* _Excerpts of annotation records_

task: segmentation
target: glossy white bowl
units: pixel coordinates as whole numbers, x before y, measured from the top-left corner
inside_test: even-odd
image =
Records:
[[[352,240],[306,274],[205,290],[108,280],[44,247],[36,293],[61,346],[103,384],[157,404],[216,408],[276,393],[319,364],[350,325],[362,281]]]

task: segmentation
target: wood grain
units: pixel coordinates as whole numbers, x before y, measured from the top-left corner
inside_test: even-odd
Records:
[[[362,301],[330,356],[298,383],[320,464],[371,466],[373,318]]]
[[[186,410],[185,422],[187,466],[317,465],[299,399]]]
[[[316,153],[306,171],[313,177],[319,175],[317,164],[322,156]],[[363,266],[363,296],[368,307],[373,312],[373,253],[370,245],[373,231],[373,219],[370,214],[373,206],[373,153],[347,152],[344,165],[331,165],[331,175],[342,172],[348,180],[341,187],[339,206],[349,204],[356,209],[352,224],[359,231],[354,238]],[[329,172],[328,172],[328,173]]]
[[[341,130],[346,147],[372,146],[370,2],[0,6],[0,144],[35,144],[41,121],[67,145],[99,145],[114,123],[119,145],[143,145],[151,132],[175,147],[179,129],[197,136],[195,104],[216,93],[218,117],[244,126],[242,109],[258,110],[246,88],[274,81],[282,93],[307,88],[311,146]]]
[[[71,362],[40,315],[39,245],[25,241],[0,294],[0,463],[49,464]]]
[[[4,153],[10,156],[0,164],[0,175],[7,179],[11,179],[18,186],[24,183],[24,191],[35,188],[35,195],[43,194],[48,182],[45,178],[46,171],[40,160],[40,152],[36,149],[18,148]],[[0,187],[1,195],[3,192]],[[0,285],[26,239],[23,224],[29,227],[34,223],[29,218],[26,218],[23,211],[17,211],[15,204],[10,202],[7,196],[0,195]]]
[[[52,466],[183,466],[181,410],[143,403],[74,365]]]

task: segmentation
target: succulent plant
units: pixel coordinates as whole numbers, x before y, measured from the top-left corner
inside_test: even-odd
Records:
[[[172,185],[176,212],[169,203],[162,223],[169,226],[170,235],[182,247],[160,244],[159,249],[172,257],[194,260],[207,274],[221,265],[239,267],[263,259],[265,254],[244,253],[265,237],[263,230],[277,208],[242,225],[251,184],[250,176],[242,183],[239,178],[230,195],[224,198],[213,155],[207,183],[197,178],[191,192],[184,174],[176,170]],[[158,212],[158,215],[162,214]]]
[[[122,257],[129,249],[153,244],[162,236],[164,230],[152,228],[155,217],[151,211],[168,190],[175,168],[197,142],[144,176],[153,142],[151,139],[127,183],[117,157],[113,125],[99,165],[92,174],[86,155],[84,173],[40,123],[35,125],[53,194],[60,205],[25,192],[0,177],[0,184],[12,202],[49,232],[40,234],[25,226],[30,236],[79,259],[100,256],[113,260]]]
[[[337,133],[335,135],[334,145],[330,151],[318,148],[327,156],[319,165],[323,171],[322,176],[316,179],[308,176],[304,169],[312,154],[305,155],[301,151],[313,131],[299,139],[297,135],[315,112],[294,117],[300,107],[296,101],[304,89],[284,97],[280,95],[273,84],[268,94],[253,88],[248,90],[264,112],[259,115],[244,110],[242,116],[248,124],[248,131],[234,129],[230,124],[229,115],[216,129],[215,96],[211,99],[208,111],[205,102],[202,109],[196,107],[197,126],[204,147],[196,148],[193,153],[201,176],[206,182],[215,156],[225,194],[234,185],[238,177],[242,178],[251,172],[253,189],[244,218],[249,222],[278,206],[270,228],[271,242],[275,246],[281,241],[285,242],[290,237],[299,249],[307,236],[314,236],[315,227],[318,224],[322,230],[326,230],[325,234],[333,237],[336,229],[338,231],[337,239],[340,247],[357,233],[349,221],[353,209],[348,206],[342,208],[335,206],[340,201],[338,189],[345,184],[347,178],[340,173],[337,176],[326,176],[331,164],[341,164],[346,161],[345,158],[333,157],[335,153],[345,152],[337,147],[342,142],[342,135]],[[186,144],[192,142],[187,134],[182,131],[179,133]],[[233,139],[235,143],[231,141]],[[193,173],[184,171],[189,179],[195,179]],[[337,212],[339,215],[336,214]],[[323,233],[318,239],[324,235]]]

* _WHAT THE TASK ASKS_
Please repeat all of the data above line for line, leaving every character unchanged.

* _RESPONSE FOR THIS EXERCISE_
task: segmentation
target: glossy white bowl
units: pixel coordinates as whole numbers, x before y, measured from the top-left corner
inside_test: even-odd
image =
Records:
[[[352,240],[306,274],[205,290],[108,280],[44,247],[36,293],[61,346],[103,384],[157,404],[216,408],[276,393],[319,364],[350,325],[362,281]]]

task: segmentation
target: wood grain
units: pixel coordinates as whole numbers, x before y, measured from the top-left corner
inside_test: even-odd
Records:
[[[362,301],[330,356],[298,383],[320,464],[371,466],[373,318]]]
[[[186,410],[185,422],[187,466],[317,465],[299,399]]]
[[[316,153],[306,171],[313,177],[319,175],[317,164],[322,156]],[[363,266],[363,296],[368,307],[373,312],[373,253],[370,245],[373,231],[373,219],[370,214],[373,206],[373,153],[347,152],[344,165],[331,165],[331,175],[342,172],[348,180],[341,187],[339,206],[349,204],[356,209],[352,224],[359,231],[354,238]],[[329,172],[328,172],[328,173]]]
[[[341,130],[346,147],[372,146],[370,2],[0,6],[0,144],[35,144],[41,121],[67,145],[99,145],[114,123],[119,145],[143,145],[151,132],[175,147],[179,129],[197,136],[195,104],[216,93],[218,117],[244,126],[242,109],[258,110],[246,88],[274,81],[282,93],[307,88],[311,146]]]
[[[71,362],[40,315],[39,245],[25,241],[0,294],[0,463],[49,464]]]
[[[4,153],[10,156],[0,164],[0,175],[7,179],[11,179],[18,186],[24,183],[24,191],[35,188],[35,195],[43,194],[48,182],[45,178],[46,171],[40,160],[40,152],[36,149],[18,148]],[[0,187],[1,195],[3,192]],[[0,285],[26,239],[23,224],[29,227],[34,223],[29,218],[26,218],[23,211],[17,211],[15,204],[10,202],[7,196],[0,195]]]
[[[52,466],[183,466],[181,410],[143,403],[74,365]]]

task: segmentation
target: succulent plant
units: pixel coordinates as whole numbers, x before y, measured from the top-left corner
inside_test: even-odd
Records:
[[[172,185],[176,212],[169,203],[162,223],[169,226],[170,235],[182,247],[160,244],[159,249],[172,257],[194,260],[207,274],[221,265],[239,267],[263,259],[265,254],[244,253],[265,237],[263,230],[277,208],[242,225],[251,184],[250,176],[242,183],[239,178],[230,195],[224,198],[213,155],[207,183],[197,178],[191,192],[184,174],[176,170]],[[158,212],[158,215],[162,214]]]
[[[122,257],[129,249],[153,244],[162,236],[164,230],[152,228],[155,217],[151,211],[168,190],[175,168],[197,142],[144,176],[153,142],[151,139],[127,183],[117,157],[113,125],[99,165],[92,174],[86,155],[84,173],[40,123],[35,125],[53,194],[60,205],[25,192],[0,177],[0,184],[12,202],[49,232],[40,234],[25,226],[30,236],[79,259],[100,256],[113,260]]]
[[[337,133],[335,135],[334,145],[330,151],[318,148],[327,156],[319,165],[323,171],[322,176],[316,179],[308,176],[304,169],[312,154],[305,155],[301,151],[313,131],[299,139],[297,135],[315,112],[294,117],[300,107],[296,101],[304,89],[284,97],[280,95],[273,84],[268,94],[253,88],[248,90],[264,112],[259,115],[244,110],[242,116],[248,124],[248,131],[234,129],[230,124],[229,115],[216,129],[215,96],[211,99],[208,111],[205,102],[202,109],[196,107],[197,126],[204,147],[196,148],[193,153],[201,176],[206,182],[215,156],[225,194],[234,185],[238,177],[242,178],[251,172],[253,189],[244,218],[249,222],[278,206],[270,228],[271,242],[275,246],[281,241],[285,242],[290,237],[299,249],[307,236],[314,236],[315,227],[318,224],[322,230],[326,230],[325,234],[333,237],[336,229],[338,231],[337,239],[340,247],[357,233],[349,221],[353,209],[348,206],[342,208],[335,206],[340,201],[338,189],[345,184],[347,178],[340,173],[337,176],[326,176],[331,164],[341,164],[346,161],[345,158],[333,157],[335,153],[345,152],[337,147],[342,142],[342,135]],[[186,144],[192,142],[187,134],[182,131],[179,133]],[[233,139],[235,143],[231,141]],[[193,173],[184,171],[189,179],[195,179]],[[337,212],[339,215],[336,214]],[[323,233],[318,239],[324,235]]]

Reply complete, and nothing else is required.